• **ACTION ITEM**
All of the records below must be output exactly, with no pictures carried over.
THE DATA Block Start
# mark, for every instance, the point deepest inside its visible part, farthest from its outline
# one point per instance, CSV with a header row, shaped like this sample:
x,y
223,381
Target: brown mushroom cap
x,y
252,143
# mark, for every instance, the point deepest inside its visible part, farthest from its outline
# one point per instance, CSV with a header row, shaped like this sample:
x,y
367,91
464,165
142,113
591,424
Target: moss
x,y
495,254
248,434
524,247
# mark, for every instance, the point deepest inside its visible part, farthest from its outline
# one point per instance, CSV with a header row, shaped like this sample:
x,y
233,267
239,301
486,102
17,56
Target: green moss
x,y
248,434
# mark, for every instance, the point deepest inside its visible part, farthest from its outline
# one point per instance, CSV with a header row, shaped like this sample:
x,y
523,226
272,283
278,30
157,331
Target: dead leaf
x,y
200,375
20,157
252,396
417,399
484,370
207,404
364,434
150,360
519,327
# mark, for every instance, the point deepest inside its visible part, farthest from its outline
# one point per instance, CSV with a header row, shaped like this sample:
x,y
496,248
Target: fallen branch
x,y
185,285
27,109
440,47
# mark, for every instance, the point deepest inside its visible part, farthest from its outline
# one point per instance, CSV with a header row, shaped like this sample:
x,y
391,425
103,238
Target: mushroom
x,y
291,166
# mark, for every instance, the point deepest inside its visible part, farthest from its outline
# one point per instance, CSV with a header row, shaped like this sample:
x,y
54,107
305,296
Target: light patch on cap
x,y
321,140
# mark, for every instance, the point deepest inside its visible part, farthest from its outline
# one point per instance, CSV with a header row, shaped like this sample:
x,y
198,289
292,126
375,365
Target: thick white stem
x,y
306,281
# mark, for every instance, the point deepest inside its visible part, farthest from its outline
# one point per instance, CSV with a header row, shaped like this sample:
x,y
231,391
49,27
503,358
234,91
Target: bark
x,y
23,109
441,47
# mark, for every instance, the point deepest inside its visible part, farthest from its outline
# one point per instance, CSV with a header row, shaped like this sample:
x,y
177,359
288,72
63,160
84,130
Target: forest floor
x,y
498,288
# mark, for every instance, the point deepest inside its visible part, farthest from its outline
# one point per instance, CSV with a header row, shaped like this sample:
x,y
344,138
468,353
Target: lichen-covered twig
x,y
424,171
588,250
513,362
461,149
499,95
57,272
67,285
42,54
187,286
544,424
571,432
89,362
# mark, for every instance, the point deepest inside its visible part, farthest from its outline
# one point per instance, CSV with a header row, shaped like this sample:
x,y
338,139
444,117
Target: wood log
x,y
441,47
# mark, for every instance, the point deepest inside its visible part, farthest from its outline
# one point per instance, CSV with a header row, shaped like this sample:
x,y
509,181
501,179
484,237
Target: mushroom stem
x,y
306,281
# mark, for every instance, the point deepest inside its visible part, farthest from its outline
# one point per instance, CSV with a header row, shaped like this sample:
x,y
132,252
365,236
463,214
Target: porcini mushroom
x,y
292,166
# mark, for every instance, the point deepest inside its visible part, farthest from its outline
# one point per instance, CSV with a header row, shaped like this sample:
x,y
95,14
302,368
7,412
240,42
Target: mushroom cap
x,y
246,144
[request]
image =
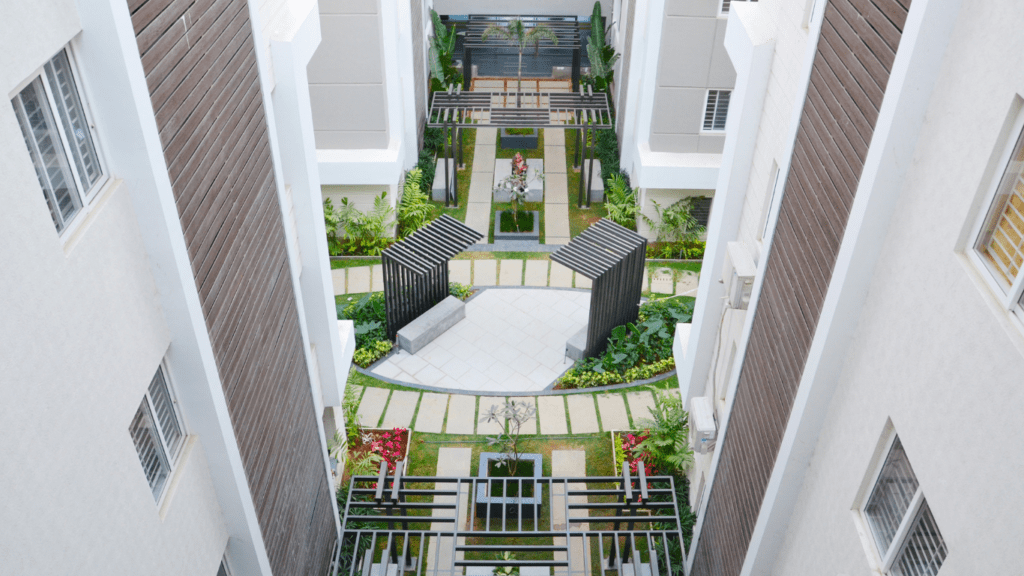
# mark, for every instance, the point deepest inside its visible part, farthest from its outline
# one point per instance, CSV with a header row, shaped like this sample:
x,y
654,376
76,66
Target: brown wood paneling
THE DATA Block End
• **ANSWER TO THE EXERCISE**
# mark, for every instance, the point deepest inside its visible part, farthest from its outline
# one point per instance, CSV with a header row, shaped like this sample:
x,y
223,381
Target: brown mushroom cap
x,y
252,143
# mark, for every instance, the point deepest inside its visible part, farthest from its outline
# one point per instance, CSV with a header row, shaped like this sample:
x,y
367,91
464,165
142,113
591,424
Target: moss
x,y
495,254
248,434
524,247
# mark, for every instance, the point deepest inside its visible part, farthest from its outline
# one point per instance, CSV with a header row, shaped like this sample:
x,y
233,267
239,301
486,102
17,56
Target: green moss
x,y
248,434
# mark, for every instance, the point deepest inside its visible part, farthest from its outline
# one point per instance, CSV with a header row, shaped like this sample:
x,y
523,226
272,283
278,30
157,331
Target: dead leaf
x,y
200,375
20,157
252,396
417,399
484,370
207,404
364,434
150,360
519,327
# mark, for every instance, the point deepest inside its visible part, farthest from its outline
# one point per instance, CSV with a header row, shaped like this sample:
x,y
496,248
Target: fallen branch
x,y
185,285
27,109
440,47
# mark, for every instance, the point deepest inside its visible part, farthest from its outline
# one point per instance, CSV with a header row, shaped like this sample:
x,y
391,425
103,238
Target: mushroom
x,y
291,166
# mark, for every instance, the point deepest inside its visible part, farthest from its outline
# one point per instance, CSV with a header row, shaped like this sample:
x,y
54,107
305,296
Target: light patch on cap
x,y
321,140
# mark, for every instance, the point deepest inside its visible part, farthest from its outline
# one point per instance, CSV with a header row, shaped like this sample:
x,y
198,289
292,126
375,365
Target: thick white stem
x,y
306,281
# mark, for every instance, the point deepest inside its visible part, farthest from its outline
# one point per instance, CSV with a header row, shaped like this sample:
x,y
231,391
49,27
503,358
234,91
Target: bark
x,y
23,109
441,47
# mark, for every instance, the point deepest inside its visible part, farthest from its outline
# one point per instance, CSV with a header row, shaped like this sample:
x,y
177,359
288,72
63,160
84,130
Target: forest floor
x,y
498,288
# mark, for every instance, the point deepest inside its visible part, farthest from its outline
# one point per instance, CSV with a header row, shaped like this sample:
x,y
344,138
468,353
Target: lichen-covered twig
x,y
424,171
588,250
513,362
461,149
499,95
57,272
67,285
42,54
187,286
544,424
571,432
89,362
# mark, for every instance, the point deepest inside its visible part, farthest from its outline
# one point per instance, CSV with a header row, shaped like this sample:
x,y
338,139
444,117
Target: wood log
x,y
441,47
# mark, for every instance, the point deepest inside its visible part, farthest from its outline
# one point per instance, CSV with a header row, shaped like this sample:
x,y
509,181
501,179
484,237
Target: mushroom stem
x,y
306,281
# mark, for every instance, the point deepest inside its visible part, farthest from its outline
# one point per instance, CSV with a header row, shaped like this sample:
x,y
132,252
365,236
463,214
Target: porcini mushroom
x,y
292,166
# mark, for every instance, the point deepest inside its visible part, farthest from its outline
# one point per instance, CSV with a header row, shaped like this sample:
x,y
95,14
302,368
7,412
240,42
Target: mushroom cap
x,y
246,144
[request]
image =
# mark, for every instance, the point deepest inside its visible part, farthest from its outline
# one point per instance, CSV with a header row, shaped like this sample:
x,y
654,376
76,66
Target: brown wood paneling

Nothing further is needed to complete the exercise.